Perform delta coding → and receive this:

[1,2–1,10–2,256–10] → [1,1,8,246]

Applying delta coding here didn’t produce a less dynamic range, and we still need to encode the entire set with log₂(maxValue).

But things could become even worse than that. Consider this sequence of woe:

[1,3,10,8,6]

Perform Delta coding → and cry:

[1,3–1,10–3,8–10,6–8] → [1,2,7,–2,–2]

In this set, we have subsequent values that are larger than their predecessors, and we end up with negative values in the transformed set. The largest positive value is 7, so we could store the positive values as LOG2(7) = 3 bits each. Sadly though, we now need to represent those negative values, meaning that we need to store an extra bit per symbol, requiring 4 bits.

These kinds of situations are extremely common and are exactly where delta coding falls over and becomes less effective. But there’s a whole slew of modifications you can apply to make this algorithm more robust, regardless of the data to which you’re applying it.

Let’s take a look at a few simple examples.

**DATASET RECORDS**
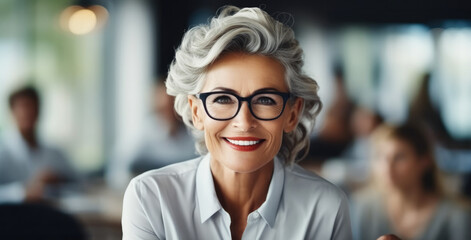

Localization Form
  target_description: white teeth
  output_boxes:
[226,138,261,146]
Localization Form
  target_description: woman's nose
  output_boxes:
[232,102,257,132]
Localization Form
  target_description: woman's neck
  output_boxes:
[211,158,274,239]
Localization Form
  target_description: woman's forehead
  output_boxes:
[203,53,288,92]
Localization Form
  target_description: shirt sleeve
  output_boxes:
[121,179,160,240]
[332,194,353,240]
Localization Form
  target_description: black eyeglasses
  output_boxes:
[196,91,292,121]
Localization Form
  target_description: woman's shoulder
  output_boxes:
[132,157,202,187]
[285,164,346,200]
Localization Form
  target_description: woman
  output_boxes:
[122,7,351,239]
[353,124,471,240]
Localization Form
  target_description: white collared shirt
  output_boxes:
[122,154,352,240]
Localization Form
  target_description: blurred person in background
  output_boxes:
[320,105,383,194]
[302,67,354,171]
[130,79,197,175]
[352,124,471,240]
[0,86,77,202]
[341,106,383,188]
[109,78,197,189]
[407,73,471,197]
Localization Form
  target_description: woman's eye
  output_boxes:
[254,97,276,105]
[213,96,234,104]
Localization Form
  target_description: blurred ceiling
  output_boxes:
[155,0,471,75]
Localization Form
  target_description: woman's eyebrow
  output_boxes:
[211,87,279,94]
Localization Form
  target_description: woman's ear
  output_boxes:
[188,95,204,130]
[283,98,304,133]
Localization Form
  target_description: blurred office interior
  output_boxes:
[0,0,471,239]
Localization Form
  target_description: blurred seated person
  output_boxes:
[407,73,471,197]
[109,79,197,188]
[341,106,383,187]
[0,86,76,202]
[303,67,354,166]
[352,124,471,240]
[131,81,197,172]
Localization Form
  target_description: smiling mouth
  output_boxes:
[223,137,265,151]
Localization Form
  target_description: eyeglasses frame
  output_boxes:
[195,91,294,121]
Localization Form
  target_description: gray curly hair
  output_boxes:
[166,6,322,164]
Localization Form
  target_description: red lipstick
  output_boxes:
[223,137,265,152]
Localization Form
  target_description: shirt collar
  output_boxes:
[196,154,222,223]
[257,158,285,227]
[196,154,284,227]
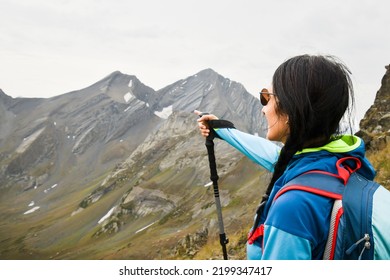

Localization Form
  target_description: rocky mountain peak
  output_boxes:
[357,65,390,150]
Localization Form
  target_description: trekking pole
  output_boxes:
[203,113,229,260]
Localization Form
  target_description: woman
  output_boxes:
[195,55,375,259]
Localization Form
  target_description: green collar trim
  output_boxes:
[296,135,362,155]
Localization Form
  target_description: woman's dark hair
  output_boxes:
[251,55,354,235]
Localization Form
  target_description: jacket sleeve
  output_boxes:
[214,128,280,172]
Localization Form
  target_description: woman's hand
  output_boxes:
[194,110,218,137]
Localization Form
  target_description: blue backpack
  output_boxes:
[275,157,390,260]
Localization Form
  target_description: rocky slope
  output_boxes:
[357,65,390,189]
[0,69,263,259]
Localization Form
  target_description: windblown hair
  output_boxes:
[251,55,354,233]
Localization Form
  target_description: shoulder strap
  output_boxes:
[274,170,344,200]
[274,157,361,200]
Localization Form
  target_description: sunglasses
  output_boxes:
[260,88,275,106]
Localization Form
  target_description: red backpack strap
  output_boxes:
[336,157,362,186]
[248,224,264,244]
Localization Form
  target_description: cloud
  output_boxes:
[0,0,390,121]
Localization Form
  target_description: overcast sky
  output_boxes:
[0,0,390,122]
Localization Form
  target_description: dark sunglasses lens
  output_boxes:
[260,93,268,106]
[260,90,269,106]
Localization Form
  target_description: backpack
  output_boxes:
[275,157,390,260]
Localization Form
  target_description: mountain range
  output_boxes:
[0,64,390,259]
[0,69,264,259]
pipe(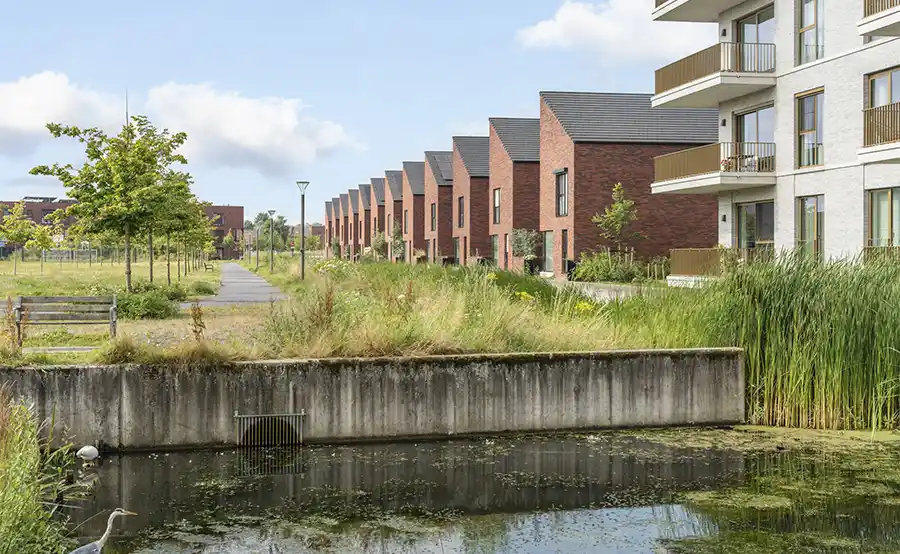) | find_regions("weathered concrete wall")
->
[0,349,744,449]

**EXERCISE INSTRUCTIONS**
[1] Reproduce the delta coding passage word for word, from "Perform delta coding → and receive" up to and including "set with log₂(maxValue).".
[2] Pick up the delta coding passage after its final sentence and keep writing.
These entries come from a different source than the delta coding passage.

**ANSWERS FOR THIS EXERCISE**
[1]
Perform delta coding → and receive this:

[1,2–1,10–2,256–10] → [1,1,8,246]

Applying delta coding here didn’t produce a less dynamic range, and we still need to encode the entire set with log₂(maxValue).

[2]
XOR Delta Coding

The issue with subtractive delta coding is that you can end up with negative values, which causes all sorts of problems. Negative values require you to store an extra lead bit, and they also increase the dynamic range of your data, like so:

[1,3,10,8,6] → [1,3–1,10–3,8–10,6–8] → [1,2,7,–2,–2]

We can improve this result by replacing subtractions with bitwise exclusive OR (XOR) operations.

Bitwise Exclusive OR (XOR) Operations

Bitwise operates on each bit independently. Exclusive OR (XOR) is a logical operation that outputs TRUE only when both inputs differ (one is TRUE, the other is FALSE).

Example:

    0101 (decimal 5)
XOR 0011 (decimal 3)
  = 0110 (decimal 6)

Note that you can use XORing with bit strings of 1 to flip bits.

     0101 (decimal 5)
XOR 1111 (decimal 15)
  = 1010 (decimal 10)

Also note that XORing any value with itself always yields 0.

In times long gone, when registers were flipped and cleared manually, this was indeed essential knowledge.

XORing bypasses the issue of negatives entirely, because XORing integers never generates negative values.

Starting with: [1,3,10,8,6]

XOR Delta encoded =

1 ⊕ 1 = 0

3 ⊕ 1 = 11 ⊕ 01 = 10 = 2

10 ⊕ 3 = 1010 ⊕ 0011 = 1001 = 9

8 ⊕ 10 = 1000 ⊕ 1010 = 0010 = 2

6 ⊕ 8 = 0110 ⊕ 1000 = 1110 = 14

Yields: [1,2,9,2,14]

So, this didn’t quite reduce the dynamic range, because we still need 4 bits per value, but it did keep all our values positive, regardless of the relative ordering of the data.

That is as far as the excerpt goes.